- **Work order**
Would you return every entry below exactly as written, without its images?

Photo-based referring expression data
================
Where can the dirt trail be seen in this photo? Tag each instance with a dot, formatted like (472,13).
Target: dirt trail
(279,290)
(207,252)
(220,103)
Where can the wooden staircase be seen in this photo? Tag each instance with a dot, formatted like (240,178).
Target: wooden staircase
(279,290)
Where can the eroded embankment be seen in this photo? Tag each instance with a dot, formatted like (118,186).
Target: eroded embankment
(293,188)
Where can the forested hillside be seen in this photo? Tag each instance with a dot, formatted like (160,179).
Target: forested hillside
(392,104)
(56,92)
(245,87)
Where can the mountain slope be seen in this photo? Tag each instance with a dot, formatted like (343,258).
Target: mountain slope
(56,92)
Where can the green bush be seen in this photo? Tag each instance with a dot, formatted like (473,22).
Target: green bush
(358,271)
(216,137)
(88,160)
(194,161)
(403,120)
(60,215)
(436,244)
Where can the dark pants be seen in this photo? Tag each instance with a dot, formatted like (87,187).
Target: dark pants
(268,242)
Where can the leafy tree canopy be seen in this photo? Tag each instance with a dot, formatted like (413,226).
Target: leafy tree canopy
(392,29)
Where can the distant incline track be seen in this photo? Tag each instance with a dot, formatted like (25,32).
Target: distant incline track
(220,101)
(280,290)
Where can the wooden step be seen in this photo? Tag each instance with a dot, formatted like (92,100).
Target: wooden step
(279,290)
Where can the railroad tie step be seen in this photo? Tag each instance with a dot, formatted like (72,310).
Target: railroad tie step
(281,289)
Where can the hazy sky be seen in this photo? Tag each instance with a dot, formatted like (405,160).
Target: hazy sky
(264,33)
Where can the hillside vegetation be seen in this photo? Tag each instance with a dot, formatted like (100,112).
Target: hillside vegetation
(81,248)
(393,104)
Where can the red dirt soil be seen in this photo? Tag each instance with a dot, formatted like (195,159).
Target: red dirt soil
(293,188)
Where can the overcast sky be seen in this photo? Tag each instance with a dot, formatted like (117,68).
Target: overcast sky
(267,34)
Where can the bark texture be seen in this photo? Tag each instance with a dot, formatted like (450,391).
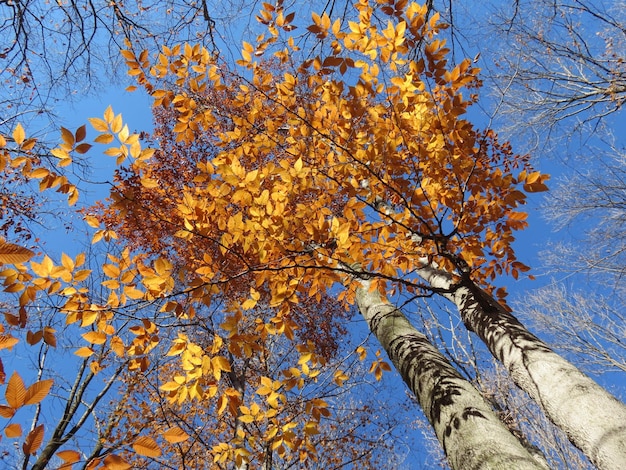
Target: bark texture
(470,432)
(593,419)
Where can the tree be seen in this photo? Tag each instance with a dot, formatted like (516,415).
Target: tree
(121,359)
(560,66)
(302,144)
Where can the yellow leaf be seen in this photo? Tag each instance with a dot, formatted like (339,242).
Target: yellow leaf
(104,139)
(95,337)
(246,418)
(117,346)
(84,352)
(15,392)
(14,254)
(89,317)
(18,134)
(175,435)
(38,391)
(6,411)
(92,221)
(8,341)
(99,124)
(13,430)
(68,456)
(147,447)
(68,137)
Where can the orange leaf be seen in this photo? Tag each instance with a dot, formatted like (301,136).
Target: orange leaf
(84,352)
(68,456)
(33,440)
(115,462)
(38,391)
(18,134)
(15,392)
(147,447)
(13,430)
(6,411)
(8,341)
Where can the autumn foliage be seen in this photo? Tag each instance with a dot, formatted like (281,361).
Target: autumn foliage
(243,219)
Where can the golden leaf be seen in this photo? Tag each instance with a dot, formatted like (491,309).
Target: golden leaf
(15,392)
(14,254)
(95,337)
(8,341)
(33,440)
(84,352)
(6,411)
(38,391)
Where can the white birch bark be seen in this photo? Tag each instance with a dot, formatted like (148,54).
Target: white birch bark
(593,419)
(469,431)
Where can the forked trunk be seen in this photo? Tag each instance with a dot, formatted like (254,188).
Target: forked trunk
(593,419)
(469,431)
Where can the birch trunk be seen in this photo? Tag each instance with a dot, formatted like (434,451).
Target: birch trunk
(593,419)
(469,431)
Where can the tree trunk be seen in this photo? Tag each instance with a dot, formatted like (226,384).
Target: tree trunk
(469,431)
(592,418)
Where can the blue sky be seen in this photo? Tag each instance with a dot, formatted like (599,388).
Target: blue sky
(135,108)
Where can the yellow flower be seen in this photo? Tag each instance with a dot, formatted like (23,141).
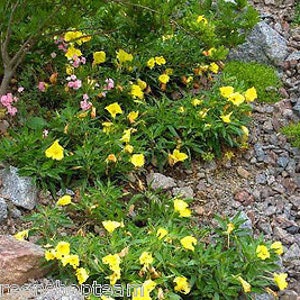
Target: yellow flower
(169,71)
(72,260)
(203,112)
(230,228)
(99,57)
(262,252)
(236,98)
(182,285)
(161,233)
(72,51)
(126,136)
(138,160)
(182,208)
(146,258)
(214,68)
(211,51)
(22,235)
(81,275)
(55,151)
(64,200)
(72,35)
(142,84)
(128,148)
(123,56)
(226,91)
(132,116)
(111,158)
(114,109)
(151,63)
(113,260)
(107,126)
(164,78)
(250,94)
(188,242)
(111,226)
(69,70)
(62,249)
(226,118)
(50,255)
(246,286)
(176,157)
(136,91)
(277,247)
(280,280)
(113,278)
(202,19)
(160,60)
(196,102)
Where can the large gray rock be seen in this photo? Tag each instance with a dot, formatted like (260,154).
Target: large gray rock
(19,261)
(160,181)
(263,45)
(19,190)
(3,210)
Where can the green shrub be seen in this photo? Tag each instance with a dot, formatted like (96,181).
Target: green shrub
(149,238)
(263,77)
(296,18)
(292,131)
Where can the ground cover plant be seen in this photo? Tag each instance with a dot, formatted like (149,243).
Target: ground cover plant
(110,97)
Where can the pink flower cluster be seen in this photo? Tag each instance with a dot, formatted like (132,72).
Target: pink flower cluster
(110,84)
(61,44)
(74,83)
(7,100)
(78,61)
(85,104)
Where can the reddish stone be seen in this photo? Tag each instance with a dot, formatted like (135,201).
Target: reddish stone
(19,261)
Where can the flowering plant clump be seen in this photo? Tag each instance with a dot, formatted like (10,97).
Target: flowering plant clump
(159,246)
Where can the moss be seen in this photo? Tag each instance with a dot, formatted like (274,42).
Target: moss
(264,78)
(292,131)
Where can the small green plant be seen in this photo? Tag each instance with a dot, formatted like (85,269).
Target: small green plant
(151,240)
(292,131)
(263,77)
(296,18)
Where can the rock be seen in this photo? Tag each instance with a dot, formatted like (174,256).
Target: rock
(283,161)
(160,181)
(64,293)
(19,190)
(259,152)
(293,56)
(244,197)
(243,172)
(183,192)
(3,210)
(19,261)
(289,295)
(292,254)
(263,45)
(261,178)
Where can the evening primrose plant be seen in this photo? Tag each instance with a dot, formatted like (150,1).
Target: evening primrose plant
(145,239)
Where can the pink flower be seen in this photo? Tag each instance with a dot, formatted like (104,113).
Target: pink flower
(85,97)
(42,86)
(12,110)
(110,84)
(45,133)
(85,105)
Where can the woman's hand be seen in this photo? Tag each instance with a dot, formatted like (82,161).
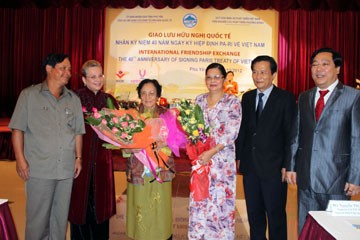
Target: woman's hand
(131,150)
(205,157)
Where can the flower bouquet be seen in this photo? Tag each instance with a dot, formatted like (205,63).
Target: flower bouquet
(128,129)
(192,122)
================
- **Exercise output**
Where can the dirt trail be seen in this photo? Tag each instance with a dot, formatted like (472,13).
Target: dirt trail
(279,290)
(207,252)
(220,103)
Where can the wooden staircase be seen in this photo? Tag each instance with a dot, formatted like (240,178).
Target: wooden staircase
(279,290)
Where can the eroded embankment be seen in this photo? Tag each instance with a dot, formatted like (118,186).
Target: eroded embankment
(293,188)
Where can the forested hillside be seen in this photo? Tag each instance with a dot, formatted like (160,179).
Target: forested hillside
(392,104)
(56,92)
(245,87)
Where can the mountain slope be seen in this photo? Tag each instance with a dot, formatted like (343,258).
Target: mountain slope
(56,92)
Where can the green bush be seen in this photo? Tag each instance with a dot, formatted like (473,22).
Target: green bush
(358,271)
(216,137)
(88,160)
(194,161)
(403,120)
(60,215)
(436,244)
Where can the dark pants be seen in this photo? Tag each instance with a dot, formatted like (87,187).
Target: dark pants
(268,242)
Where can the leafy tree canopy be seen in this photo? Tag each instance with a dot, formatted like (413,226).
Target: leafy tree canopy
(392,29)
Where can the distant incline track be seen in this photo? Tag each instance with a dot, formatted like (25,32).
Target: distant incline track
(220,101)
(280,290)
Where can the wooden step be seen in this photo? Tag each instance with a dot, formatted like (92,100).
Target: wooden step
(279,290)
Where can the railroad tie step be seen in this photo? Tag each instance with a dot, formatted like (72,310).
Target: railroad tie step
(281,289)
Where can the hazy sky be seen in this photo? Tag each instance with a dot, formatted like (405,160).
Target: hazy sky
(264,33)
Where can the hillside vegetation be seen in this photo? Tag each instance with a dot, formatted like (100,112).
Target: hillside vegetation
(81,248)
(393,104)
Where can the red dirt soil be seen in this photo? Tag each instance with a dot, formatted like (195,159).
Target: red dirt soil
(293,188)
Where can the overcast sky be seen in this photo? Tag each instance with a dot, formatted like (117,68).
Target: overcast sky
(267,34)
Where can the bark texture be seen in this photo? Tag each instance with a dot, formatted like (450,391).
Target: bark texture
(470,432)
(593,419)
Where can the tree be seen in this photo? Tag each instance with a dot, formatted like (516,415).
Target: tree
(121,359)
(560,66)
(302,144)
Where can the yellow leaf be seen in this photo? Tag each instance with a dot, formatted like (339,242).
Target: yellow leaf
(104,139)
(95,337)
(246,418)
(117,346)
(84,352)
(15,392)
(14,254)
(89,317)
(18,134)
(175,435)
(38,391)
(6,411)
(92,221)
(8,341)
(99,124)
(13,430)
(68,456)
(147,447)
(68,137)
Where can the orange leaf be seen in this photo? Tag each instance with a dot, formatted like (301,136).
Target: orange leaf
(84,352)
(68,456)
(33,440)
(115,462)
(38,391)
(18,134)
(15,392)
(147,447)
(13,430)
(6,411)
(8,341)
Where can the autumn foliage be seen in this photo? Tag each instance with a dot, formatted like (281,361).
Target: autumn foliage
(243,219)
Where can the golden leaf be seen in this photo? Tag each instance with a dot, formatted like (491,309).
Target: golden leaf
(15,392)
(14,254)
(95,337)
(8,341)
(33,440)
(84,352)
(6,411)
(38,391)
Where can the white birch bark be seen in this photo? Tag each instance with a dot, formatted like (148,54).
Target: white birch bark
(593,419)
(469,431)
Where can the forked trunk be seen in this photo? Tag each instance with a dot, formatted like (254,188).
Target: forked trunk
(593,419)
(469,431)
Where can the birch trunk be seen in this photo? Tag each instance with a dot, formatted like (434,451).
Target: birch trunk
(593,419)
(469,431)
Where can the tree trunk be seen in this photo? Tag each instance with a dot, formatted like (226,384).
Target: tree trunk
(469,431)
(592,418)
Where can the blue sky be seen in this photo? Tag each instance with a dot, formatted like (599,388).
Target: blue sky
(135,108)
Where can the yellow flower be seen in this photo? Tag each instance with a dot, formatted like (23,141).
Target: yellow flower
(169,71)
(72,260)
(203,112)
(230,228)
(99,57)
(262,252)
(236,98)
(182,285)
(161,233)
(72,51)
(126,136)
(138,160)
(182,208)
(146,258)
(214,68)
(211,51)
(22,235)
(81,275)
(55,151)
(64,200)
(72,35)
(142,84)
(128,148)
(123,56)
(226,91)
(132,116)
(111,158)
(114,109)
(151,63)
(113,260)
(107,126)
(164,78)
(250,94)
(188,242)
(111,226)
(69,70)
(62,249)
(226,118)
(50,255)
(246,286)
(176,157)
(136,91)
(277,247)
(280,280)
(113,278)
(202,19)
(160,60)
(196,102)
Where can the large gray rock be seen in this photo? Tag each instance with a dot, formatted like (260,154).
Target: large gray rock
(19,261)
(160,181)
(263,45)
(19,190)
(3,210)
Where can the green shrub be seen in this photo? Tag each instance with a dot, formatted like (96,181).
Target: green shrub
(149,238)
(263,77)
(296,18)
(292,131)
Where can the ground cover plant be seen in this photo? Tag each instance with a dot, formatted like (149,243).
Target: ground cover plant
(110,97)
Where can the pink flower cluster be seen in this photo? Tag each instance with a dot, formatted like (132,72).
Target: pink flower cluster
(110,84)
(61,44)
(74,83)
(7,100)
(78,61)
(85,104)
Where can the reddish stone be seen in this photo? Tag each instance with a dot, formatted like (135,201).
Target: reddish stone
(19,261)
Where can the flowering plant clump be seen in this photo? Tag each instance with a dot, formatted like (10,97).
Target: flowering plant clump
(159,246)
Where can the moss be seen in this photo? Tag each instance with a dot, formatted like (274,42).
Target: moss
(264,78)
(292,131)
Where can the small green plant be seen in this photo? Tag each instance with a dot, formatted like (85,269).
Target: small green plant
(151,240)
(292,131)
(263,77)
(296,18)
Where can the rock be seen in this photo? Tag each instance with a dot, formatted like (174,256).
Target: rock
(283,161)
(160,181)
(64,293)
(19,190)
(259,152)
(293,56)
(244,197)
(243,172)
(183,192)
(3,210)
(19,261)
(289,295)
(292,254)
(263,45)
(261,178)
Where can the evening primrose plant be seen in this photo? Tag each instance with a dot, formatted like (150,1).
Target: evening primrose plant
(145,239)
Where can the pink flower be seen in this photo? Tag each instance with a dot, formatted like (104,113).
Target: pink flower
(85,97)
(42,86)
(12,110)
(110,84)
(45,133)
(85,105)
Where can the woman's hand be seen in this photo? Tag each instance with a dot, formatted like (82,161).
Target: woman's hand
(131,150)
(205,157)
Where can the flower bouquet be seen in this photo? Tag each instance with a dot, formatted like (205,63).
Target: flower bouquet
(128,129)
(192,122)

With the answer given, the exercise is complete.